SOURCE TEXT:
>>>>
Part of the answer lies in our generational perspective—but a larger part comes from the digital ecosystem that raised us. For many of us, war wasn’t a chapter in a history textbook—it was background noise. We were born after 9/11 and raised during the War on Terror. We saw it play out on TV, and, later, on our phones—through YouTube videos, memes, and TikToks casually calling George W. Bush, Barack Obama, and Joe Biden “war criminals.”
As the Afghanistan and Iraq wars dragged on, technology advanced. Algorithms started feeding us a never-ending stream of tragedy—airstrikes, mass shootings, refugee crises, and political collapse—all just a scroll away. Over time, the shock wore off. We didn’t stop caring, but our brains aren’t wired to process that level of constant, unfiltered suffering.
That desensitization doesn’t stop at war. It extends to every facet of modern life: school shootings, climate disasters, economic instability, and the healthcare system failing in real time. It’s in the GoFundMe pages that go viral because someone is begging strangers to pay for cancer treatment. It’s in Supreme Court decisions that threaten basic rights. The trauma is everywhere, and social media turns it into content.
For Gen Z, dark humor isn’t a sign that we don’t care. It’s often a sign that we care too much in a world that never shuts off.
Dark humor offers a way to confront overwhelming realities—like death, injustice, or war—without collapsing under the weight of them. It provides emotional distance, a sense of control in powerless situations, and, importantly, a sense of connection. Humor helps people bond over shared pain and generational disillusionment. Sometimes, it’s easier to say, “I’m dead inside” than to admit you’re struggling—but the truth still lives in the joke.
Still, coping mechanisms come with consequences. When the only way Gen Z knows how to process trauma is through jokes, it risks turning tragedy into entertainment. The same systems that push people toward humor as a defense also commercialize and commodify pain. In that cycle, we risk further desensitizing ourselves to the suffering we’re trying to survive.
If dark humor becomes our only way of engaging with trauma, it can stunt healing and emotional growth. It fosters a casual relationship with hardship—one that can dull empathy and make it harder to process real-world suffering. In that way, dark humor isn’t just a response to the problem, it becomes part of the problem.
That doesn’t mean the answer is to scold young people for how they cope. Mocking or lecturing Gen Z won’t change reality. But it does mean we should think more intentionally about how we talk about pain and allow space for something more than irony. Coping with humor is valid—but healing also requires room for seriousness, softness, and collective care.
Olivia Julianna is a Texas Democratic Strategist and Gen Z firebrand. She is an abortion rights activist, democracy organizer, and political influencer. With over 1 million followers across TikTok, Twitter, and Instagram, her content has accumulated over 1 billion views, changing the political landscape and putting youth voices front and center in the fight for our future.






Thanks for this. I have GenZ grandkids and I understand them better.
This is a really compelling characterization of Gen Z and how their world view is seen their eyes. It is helpful to realize their perspectives have been shaped by a considerably shorter lives. That in turn, tilts their reality to something that is quite different from my 60-some years.
Thanks Olivia. Your article is a good reminder that Contrarians are all different ages with varied generational experiences. Still, we're united in our quest to unite for democracy.
<<<<
Give back, unchanged, the stretch of the essay on Gen Z and dark humor that begins with the words containing "Dark humor offers" and ends with "trying to survive.".

EXTRACTED MATERIAL:
>>>>
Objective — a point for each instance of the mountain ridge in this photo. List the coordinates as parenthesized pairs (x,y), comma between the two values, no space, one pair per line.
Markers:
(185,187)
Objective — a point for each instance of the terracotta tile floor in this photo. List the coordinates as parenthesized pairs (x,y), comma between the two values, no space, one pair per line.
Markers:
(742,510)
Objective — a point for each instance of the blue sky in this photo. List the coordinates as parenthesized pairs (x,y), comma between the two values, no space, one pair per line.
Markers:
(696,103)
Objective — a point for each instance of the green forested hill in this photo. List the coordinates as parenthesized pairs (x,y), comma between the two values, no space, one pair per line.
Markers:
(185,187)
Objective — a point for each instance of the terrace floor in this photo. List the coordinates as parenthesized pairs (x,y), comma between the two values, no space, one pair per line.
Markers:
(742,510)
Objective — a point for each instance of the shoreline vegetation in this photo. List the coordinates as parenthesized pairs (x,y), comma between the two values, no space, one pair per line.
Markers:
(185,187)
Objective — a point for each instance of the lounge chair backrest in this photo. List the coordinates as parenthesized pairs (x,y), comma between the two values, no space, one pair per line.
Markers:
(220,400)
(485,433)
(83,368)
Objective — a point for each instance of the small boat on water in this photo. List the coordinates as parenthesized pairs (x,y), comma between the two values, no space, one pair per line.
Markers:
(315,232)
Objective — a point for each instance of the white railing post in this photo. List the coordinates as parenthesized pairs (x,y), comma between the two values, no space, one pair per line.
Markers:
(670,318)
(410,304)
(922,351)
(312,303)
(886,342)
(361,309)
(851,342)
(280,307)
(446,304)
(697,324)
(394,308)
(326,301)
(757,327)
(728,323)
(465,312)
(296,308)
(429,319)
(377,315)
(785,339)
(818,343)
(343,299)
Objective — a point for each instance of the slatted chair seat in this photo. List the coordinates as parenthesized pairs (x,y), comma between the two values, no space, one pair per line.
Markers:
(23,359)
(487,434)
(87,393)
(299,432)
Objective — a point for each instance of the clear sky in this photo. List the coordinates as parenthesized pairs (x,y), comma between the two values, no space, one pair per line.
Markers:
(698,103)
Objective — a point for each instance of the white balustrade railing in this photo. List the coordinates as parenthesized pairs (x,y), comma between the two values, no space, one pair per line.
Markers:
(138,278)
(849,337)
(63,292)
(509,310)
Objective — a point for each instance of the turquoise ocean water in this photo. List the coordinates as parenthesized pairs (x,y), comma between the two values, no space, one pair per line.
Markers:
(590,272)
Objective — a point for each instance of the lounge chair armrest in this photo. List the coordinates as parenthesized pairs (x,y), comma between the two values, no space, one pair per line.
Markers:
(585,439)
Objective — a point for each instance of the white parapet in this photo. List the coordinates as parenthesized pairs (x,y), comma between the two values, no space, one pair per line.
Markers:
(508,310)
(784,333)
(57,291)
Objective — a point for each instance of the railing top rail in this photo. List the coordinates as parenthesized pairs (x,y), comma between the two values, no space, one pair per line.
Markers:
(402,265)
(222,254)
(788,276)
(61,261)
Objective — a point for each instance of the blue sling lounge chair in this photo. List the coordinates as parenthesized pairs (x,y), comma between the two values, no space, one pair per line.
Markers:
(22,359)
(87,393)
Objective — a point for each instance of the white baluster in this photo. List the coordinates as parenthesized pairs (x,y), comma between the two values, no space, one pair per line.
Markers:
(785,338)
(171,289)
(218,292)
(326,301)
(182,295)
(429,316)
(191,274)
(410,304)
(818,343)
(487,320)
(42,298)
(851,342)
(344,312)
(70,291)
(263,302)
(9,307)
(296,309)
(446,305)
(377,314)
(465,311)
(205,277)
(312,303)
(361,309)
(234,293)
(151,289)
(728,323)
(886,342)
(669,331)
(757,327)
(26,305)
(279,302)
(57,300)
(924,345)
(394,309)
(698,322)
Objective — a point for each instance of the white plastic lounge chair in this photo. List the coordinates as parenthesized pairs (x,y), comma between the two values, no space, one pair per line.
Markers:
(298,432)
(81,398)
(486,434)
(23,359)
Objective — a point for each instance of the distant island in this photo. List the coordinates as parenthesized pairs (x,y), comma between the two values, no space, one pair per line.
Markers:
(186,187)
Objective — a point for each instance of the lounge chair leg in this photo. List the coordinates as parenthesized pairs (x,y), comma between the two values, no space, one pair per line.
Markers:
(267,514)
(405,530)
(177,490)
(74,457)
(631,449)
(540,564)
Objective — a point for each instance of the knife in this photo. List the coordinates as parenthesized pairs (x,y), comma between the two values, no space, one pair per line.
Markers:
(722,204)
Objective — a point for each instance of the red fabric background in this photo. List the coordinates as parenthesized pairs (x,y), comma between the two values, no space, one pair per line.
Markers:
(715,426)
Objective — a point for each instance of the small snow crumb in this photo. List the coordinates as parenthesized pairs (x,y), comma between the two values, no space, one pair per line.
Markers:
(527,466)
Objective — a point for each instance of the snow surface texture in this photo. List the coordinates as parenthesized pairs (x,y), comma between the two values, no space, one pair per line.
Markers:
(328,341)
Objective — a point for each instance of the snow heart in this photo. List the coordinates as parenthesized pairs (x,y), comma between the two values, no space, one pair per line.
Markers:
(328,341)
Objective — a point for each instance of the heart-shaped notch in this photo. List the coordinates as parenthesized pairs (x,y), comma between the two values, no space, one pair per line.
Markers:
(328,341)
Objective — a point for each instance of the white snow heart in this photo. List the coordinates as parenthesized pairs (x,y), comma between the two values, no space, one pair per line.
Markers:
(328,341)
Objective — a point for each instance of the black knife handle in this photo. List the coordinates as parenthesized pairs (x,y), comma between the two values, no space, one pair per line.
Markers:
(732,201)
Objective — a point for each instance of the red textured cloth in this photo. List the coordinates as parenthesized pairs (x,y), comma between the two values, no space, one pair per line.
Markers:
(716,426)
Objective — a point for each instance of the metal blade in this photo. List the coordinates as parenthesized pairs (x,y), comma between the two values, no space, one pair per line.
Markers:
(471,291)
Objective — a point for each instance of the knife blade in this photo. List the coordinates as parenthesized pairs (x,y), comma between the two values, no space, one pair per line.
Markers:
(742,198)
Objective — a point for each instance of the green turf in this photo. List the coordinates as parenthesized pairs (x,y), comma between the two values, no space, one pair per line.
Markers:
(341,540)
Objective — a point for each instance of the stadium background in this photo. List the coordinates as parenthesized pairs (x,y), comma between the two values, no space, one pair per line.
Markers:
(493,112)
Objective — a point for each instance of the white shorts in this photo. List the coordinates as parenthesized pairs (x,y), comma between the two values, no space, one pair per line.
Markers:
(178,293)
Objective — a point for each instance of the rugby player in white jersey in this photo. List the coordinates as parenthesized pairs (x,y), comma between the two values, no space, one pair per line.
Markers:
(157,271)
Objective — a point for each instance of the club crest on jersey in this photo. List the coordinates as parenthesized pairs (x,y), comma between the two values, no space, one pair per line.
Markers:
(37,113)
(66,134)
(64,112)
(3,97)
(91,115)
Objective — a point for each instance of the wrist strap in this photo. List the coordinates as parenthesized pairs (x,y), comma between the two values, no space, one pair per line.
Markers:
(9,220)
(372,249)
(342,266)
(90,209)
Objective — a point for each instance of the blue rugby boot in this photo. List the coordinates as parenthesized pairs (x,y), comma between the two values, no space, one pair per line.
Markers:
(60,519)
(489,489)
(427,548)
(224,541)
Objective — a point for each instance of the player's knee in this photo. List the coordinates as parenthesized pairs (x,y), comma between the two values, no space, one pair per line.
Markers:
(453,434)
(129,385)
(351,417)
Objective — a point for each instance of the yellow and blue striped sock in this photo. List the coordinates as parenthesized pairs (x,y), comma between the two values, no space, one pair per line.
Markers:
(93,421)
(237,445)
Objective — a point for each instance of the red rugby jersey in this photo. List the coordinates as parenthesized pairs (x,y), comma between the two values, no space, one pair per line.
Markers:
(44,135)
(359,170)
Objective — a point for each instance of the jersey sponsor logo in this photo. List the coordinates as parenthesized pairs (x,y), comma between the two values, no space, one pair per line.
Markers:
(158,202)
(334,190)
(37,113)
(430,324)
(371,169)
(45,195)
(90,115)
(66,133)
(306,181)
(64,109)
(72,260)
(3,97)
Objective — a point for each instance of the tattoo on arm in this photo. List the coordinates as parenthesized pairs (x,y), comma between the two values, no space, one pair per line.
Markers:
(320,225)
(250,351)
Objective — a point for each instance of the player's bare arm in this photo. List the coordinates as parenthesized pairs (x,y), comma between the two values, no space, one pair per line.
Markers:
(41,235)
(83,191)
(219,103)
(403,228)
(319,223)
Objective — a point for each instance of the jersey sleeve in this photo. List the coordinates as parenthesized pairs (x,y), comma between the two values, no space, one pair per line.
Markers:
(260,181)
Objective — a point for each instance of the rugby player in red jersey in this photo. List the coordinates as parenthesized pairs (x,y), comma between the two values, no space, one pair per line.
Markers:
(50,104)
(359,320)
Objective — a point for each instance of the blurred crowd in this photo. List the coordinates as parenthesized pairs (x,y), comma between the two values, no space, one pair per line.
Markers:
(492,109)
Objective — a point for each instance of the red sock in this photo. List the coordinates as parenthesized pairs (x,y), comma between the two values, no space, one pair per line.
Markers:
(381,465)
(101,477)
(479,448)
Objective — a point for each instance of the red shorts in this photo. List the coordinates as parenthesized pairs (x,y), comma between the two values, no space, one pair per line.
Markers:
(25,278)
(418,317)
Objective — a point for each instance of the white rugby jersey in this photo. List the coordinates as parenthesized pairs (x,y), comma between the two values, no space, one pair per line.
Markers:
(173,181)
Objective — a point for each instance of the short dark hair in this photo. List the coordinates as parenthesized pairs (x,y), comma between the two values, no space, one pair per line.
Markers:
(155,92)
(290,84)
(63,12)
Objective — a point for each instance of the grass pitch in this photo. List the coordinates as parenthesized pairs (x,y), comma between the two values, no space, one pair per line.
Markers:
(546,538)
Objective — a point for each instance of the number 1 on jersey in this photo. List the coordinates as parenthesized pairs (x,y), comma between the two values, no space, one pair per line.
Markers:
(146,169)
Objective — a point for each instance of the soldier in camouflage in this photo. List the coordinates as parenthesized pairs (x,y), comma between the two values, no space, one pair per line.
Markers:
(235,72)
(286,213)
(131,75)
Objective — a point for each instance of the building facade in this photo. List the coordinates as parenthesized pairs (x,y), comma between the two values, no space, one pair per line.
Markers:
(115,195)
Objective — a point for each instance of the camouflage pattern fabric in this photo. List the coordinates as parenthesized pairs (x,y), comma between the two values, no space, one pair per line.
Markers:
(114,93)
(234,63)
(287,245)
<<<<
TASK RESULT:
Dark humor offers a way to confront overwhelming realities—like death, injustice, or war—without collapsing under the weight of them. It provides emotional distance, a sense of control in powerless situations, and, importantly, a sense of connection. Humor helps people bond over shared pain and generational disillusionment. Sometimes, it’s easier to say, “I’m dead inside” than to admit you’re struggling—but the truth still lives in the joke.
Still, coping mechanisms come with consequences. When the only way Gen Z knows how to process trauma is through jokes, it risks turning tragedy into entertainment. The same systems that push people toward humor as a defense also commercialize and commodify pain. In that cycle, we risk further desensitizing ourselves to the suffering we’re trying to survive.